■ **Objective**: Will you set down, word for word, the part of the items below that opens with their first line and closes with the line containing "401,396 -> 620,701", both ends included? Leave the pictures out of your answer.

——

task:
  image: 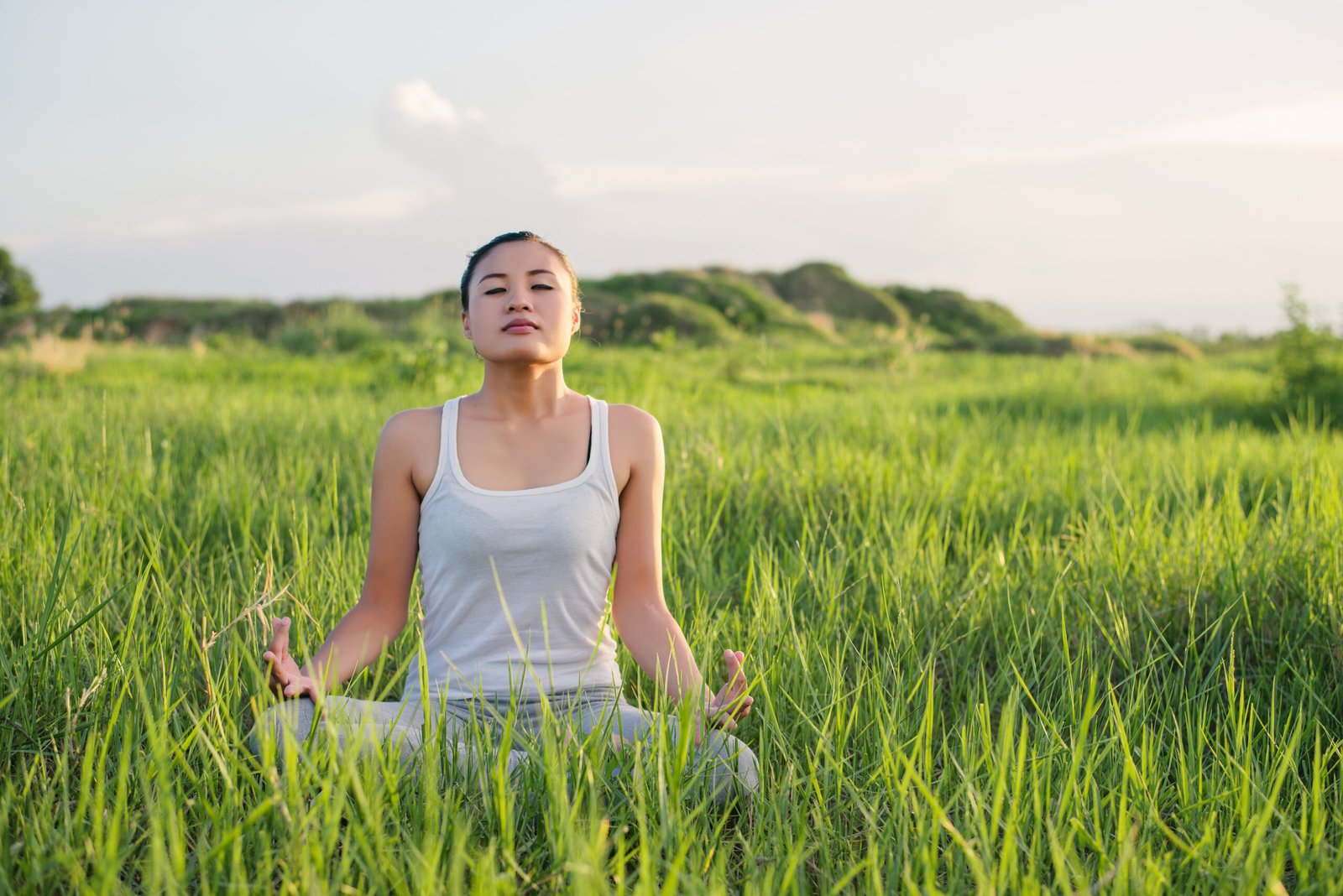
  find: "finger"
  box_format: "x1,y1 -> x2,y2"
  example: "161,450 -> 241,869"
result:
269,616 -> 289,656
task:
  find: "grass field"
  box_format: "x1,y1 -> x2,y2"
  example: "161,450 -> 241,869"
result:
0,345 -> 1343,893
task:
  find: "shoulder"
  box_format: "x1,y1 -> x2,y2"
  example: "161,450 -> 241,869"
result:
607,405 -> 665,495
378,406 -> 443,460
380,406 -> 443,443
607,405 -> 662,446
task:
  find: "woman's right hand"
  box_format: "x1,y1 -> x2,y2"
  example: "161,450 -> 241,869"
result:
260,616 -> 320,701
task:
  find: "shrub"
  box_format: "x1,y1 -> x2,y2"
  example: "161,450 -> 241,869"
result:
1274,284 -> 1343,421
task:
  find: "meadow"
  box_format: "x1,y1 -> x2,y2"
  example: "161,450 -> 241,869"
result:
0,339 -> 1343,893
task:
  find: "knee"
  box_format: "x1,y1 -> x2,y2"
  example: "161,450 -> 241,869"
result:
247,697 -> 317,764
705,731 -> 760,802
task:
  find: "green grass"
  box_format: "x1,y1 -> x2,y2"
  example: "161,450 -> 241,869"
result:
0,342 -> 1343,893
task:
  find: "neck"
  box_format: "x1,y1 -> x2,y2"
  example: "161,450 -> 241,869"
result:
474,361 -> 569,417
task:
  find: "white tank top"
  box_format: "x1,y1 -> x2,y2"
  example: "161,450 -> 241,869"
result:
401,396 -> 620,701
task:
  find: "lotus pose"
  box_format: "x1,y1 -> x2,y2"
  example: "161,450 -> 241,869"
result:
253,232 -> 759,800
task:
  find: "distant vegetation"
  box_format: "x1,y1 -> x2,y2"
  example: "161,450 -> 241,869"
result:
0,254 -> 1219,357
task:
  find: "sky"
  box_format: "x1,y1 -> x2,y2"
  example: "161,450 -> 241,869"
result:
0,0 -> 1343,333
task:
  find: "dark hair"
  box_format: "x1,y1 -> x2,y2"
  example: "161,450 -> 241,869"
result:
462,231 -> 583,311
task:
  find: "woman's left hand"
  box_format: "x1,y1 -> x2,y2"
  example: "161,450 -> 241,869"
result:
694,650 -> 755,743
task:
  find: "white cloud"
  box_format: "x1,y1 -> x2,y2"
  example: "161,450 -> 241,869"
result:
380,79 -> 555,215
388,78 -> 483,132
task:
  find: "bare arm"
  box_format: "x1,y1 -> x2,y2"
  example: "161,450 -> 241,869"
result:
264,412 -> 419,696
611,408 -> 750,727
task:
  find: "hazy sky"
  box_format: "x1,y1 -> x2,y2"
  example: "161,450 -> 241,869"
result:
0,0 -> 1343,330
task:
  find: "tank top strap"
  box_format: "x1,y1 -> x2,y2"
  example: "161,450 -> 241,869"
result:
421,399 -> 457,507
588,396 -> 620,508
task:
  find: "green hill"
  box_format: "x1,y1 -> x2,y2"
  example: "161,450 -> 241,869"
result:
0,262 -> 1198,357
886,284 -> 1030,347
756,262 -> 909,337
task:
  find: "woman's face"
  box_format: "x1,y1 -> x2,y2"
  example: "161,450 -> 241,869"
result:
462,242 -> 579,363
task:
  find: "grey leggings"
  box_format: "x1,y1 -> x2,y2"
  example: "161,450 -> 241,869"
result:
250,688 -> 760,802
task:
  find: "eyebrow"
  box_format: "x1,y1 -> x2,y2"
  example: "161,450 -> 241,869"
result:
477,267 -> 559,283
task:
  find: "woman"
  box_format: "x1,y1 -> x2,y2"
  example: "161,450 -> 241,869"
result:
253,232 -> 757,800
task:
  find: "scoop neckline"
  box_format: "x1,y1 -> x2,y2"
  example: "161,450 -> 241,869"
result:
447,396 -> 600,495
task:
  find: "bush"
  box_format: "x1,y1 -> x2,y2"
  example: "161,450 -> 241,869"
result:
1274,284 -> 1343,421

——

■ **Answer for the task**:
task:
  image: 
  find: "finger"
  box_format: "x1,y1 -> x2,y2"
  example: "161,450 -> 241,869"
result:
269,616 -> 289,656
task:
  find: "grass field"
  box_format: "x1,y1 -> x2,y2"
  example: "161,450 -> 241,869"
result:
0,345 -> 1343,893
task:
  find: "shoulder"
  box_format: "x1,y1 -> x2,y2"
  example: "161,450 -> 241,869"
result:
607,405 -> 665,495
378,406 -> 443,460
380,406 -> 443,443
607,405 -> 662,446
task:
  find: "woman's right hand"
  box_format: "x1,y1 -> x2,y2"
  example: "161,450 -> 241,869"
result:
260,616 -> 320,701
task:
  find: "shrub"
  box_format: "x1,y1 -> x2,y2"
  example: "161,450 -> 241,869"
result:
1274,284 -> 1343,421
task:
  find: "meadow"
  box_format: "x1,y1 -> x2,y2"
  example: "161,450 -> 241,869"
result:
0,339 -> 1343,893
task:
  find: "knee"
  box_format: "x1,y1 -> x2,y2"
  example: "161,450 -> 241,869"
result:
247,697 -> 317,764
705,731 -> 760,802
task:
  find: "green grass"
  box_format: "x1,y1 -> x2,y2"
  example: "161,450 -> 241,869"
result:
0,342 -> 1343,893
task:
  find: "neck"
  box_format: "x1,y1 -> x2,y2"
  example: "161,450 -> 241,869"
result:
474,361 -> 569,417
task:
  find: "white tank top"
  box_format: "x1,y1 -> x2,y2"
  example: "161,450 -> 241,869"
result:
401,396 -> 620,701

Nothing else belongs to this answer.